Return each line below that contains the word "droplet". Case counts, so a line matches only if its capitalization is the same.

-------- GIVEN RECORDS

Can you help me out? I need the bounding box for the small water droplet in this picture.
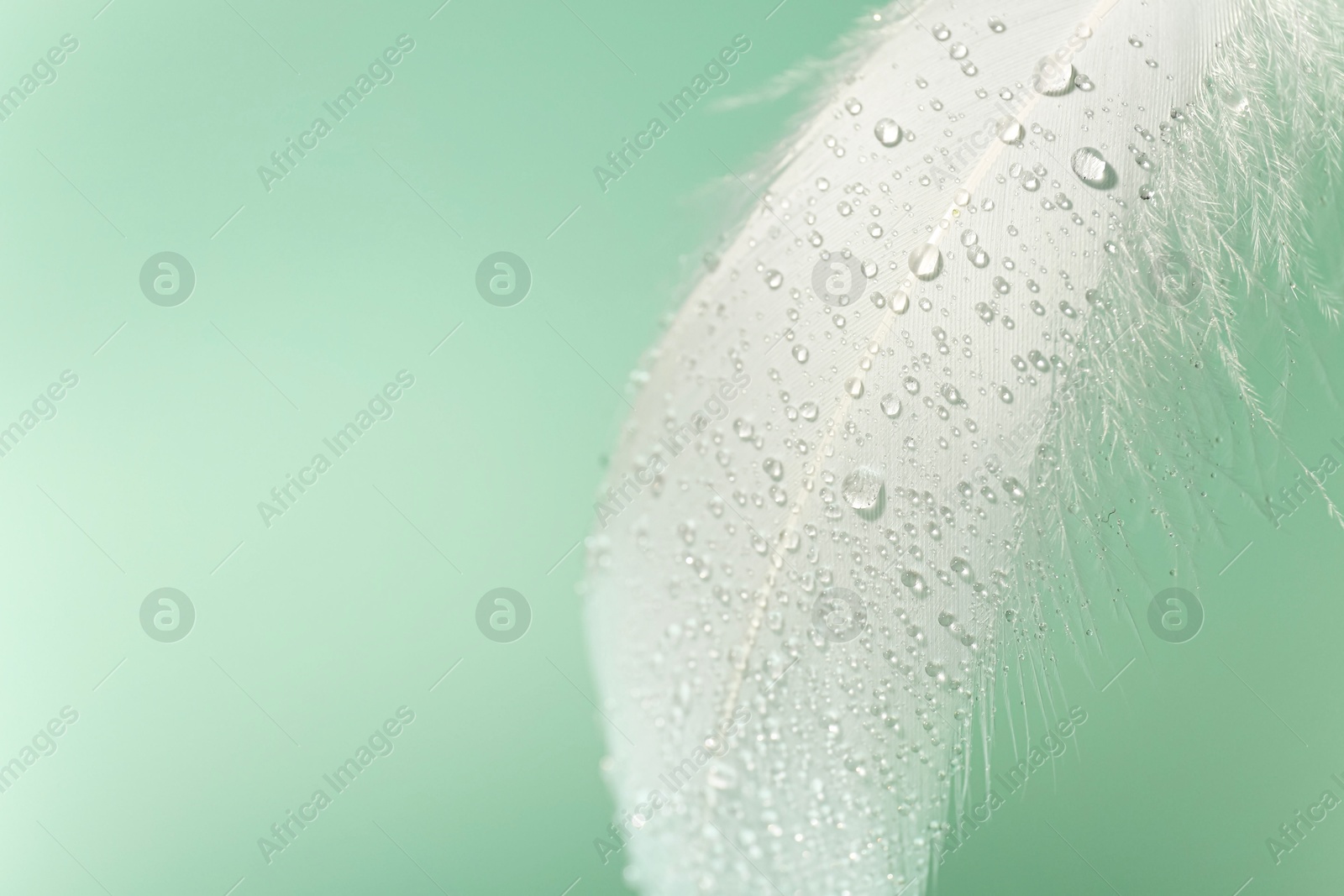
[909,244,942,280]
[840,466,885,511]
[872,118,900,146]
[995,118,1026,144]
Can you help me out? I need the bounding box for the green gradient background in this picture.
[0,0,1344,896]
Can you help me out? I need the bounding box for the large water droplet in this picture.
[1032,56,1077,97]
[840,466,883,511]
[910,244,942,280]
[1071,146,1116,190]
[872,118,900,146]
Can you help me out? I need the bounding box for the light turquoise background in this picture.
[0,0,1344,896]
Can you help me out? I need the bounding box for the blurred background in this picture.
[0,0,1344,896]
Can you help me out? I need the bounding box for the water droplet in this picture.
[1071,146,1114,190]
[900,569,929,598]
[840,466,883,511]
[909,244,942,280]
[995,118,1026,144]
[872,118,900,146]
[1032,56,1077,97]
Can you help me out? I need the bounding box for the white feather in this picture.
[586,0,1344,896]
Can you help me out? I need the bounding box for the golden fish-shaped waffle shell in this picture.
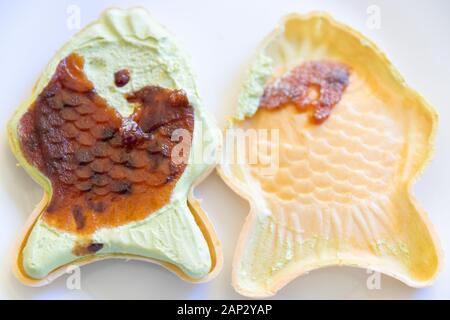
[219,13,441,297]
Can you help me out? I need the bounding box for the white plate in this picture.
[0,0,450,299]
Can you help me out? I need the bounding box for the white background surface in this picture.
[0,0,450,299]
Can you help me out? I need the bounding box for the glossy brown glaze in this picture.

----------------

● **RESPONSE TO THE EXERCISE**:
Can you help me out? I need the bounding box for the small water droplet in this picture.
Can you help me out? I need the bounding box for the large water droplet in this picture.
Can you help me out? I need the bounding box for the water droplet in this picture.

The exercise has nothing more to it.